→ **TEXT FOR ANALYSIS**
This capability was extended from words to sentences through SentenceBERT (SBERT), which outputs sentence embeddings with an impressive speed performance. While finding the most similar sentence pair from 10K sentences took 65 hours with BERT, SBERT embeddings are created in around 5 seconds and compared with cosine similarity in around 0.01 seconds.
Universal Sentence Encoder (USE)
One technique that proved superior performance is the Universal Sentence Encoder (USE) developed by Google.
The idea is to design an embedding to solve multiple tasks and, based on the mistakes it makes on those, update the sentence embedding. Since the same embedding has to work on multiple generic tasks, it captures only the most informative features and discards noise. The intuition is that this will result in a generic embedding that transfers universally to a wide variety of NLP tasks such as relatedness, clustering, paraphrase detection and text classification.
USE comes with two variations: one trained with Transformers and the other trained with Deep Averaging Network (DAN). While the one using Transformers has higher accuracy, it is computationally more intensive. Alternatively, the DAN variant aims at efficient inference despite a slightly reduced accuracy.

→ **PROVIDED DATA**

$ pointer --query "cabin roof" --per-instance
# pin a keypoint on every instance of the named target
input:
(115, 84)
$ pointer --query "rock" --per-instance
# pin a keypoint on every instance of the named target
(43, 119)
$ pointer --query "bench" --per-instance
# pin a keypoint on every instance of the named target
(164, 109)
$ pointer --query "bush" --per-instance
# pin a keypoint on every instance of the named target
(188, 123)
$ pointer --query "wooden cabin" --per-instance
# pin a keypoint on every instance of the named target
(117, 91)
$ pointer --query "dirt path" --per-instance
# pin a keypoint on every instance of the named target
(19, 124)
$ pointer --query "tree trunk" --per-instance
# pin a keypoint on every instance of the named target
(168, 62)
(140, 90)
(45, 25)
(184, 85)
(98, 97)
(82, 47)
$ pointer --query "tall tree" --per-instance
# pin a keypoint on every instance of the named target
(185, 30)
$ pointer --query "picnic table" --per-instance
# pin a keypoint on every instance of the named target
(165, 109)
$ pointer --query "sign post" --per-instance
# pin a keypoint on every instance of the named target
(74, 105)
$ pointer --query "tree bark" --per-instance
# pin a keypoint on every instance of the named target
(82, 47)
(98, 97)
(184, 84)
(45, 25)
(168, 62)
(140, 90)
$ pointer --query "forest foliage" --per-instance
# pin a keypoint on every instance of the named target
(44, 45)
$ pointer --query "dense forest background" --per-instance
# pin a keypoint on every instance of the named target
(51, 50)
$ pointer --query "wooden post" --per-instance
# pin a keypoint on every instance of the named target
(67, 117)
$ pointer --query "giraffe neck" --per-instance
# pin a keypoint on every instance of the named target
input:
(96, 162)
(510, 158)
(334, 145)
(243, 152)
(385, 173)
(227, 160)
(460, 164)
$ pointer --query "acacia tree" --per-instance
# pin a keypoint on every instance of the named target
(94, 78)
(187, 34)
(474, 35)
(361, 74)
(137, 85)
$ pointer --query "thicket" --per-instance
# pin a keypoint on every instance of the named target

→ **ACTIVITY A**
Answer these questions using the text on sentence embeddings:
(i) How long did it take BERT to find the most similar sentence pair from 10K sentences?
(ii) Which company developed the Universal Sentence Encoder?
(iii) Which USE variant aims at efficient inference?
→ **ACTIVITY B**
List every NLP task that, according to the text on sentence embeddings, a generic embedding is expected to transfer to.
The records are not needed for these tasks.

→ **TASK RESULT A**
(i) 65 hours.
(ii) Google.
(iii) The variant trained with Deep Averaging Network (DAN).

→ **TASK RESULT B**
Relatedness, clustering, paraphrase detection, text classification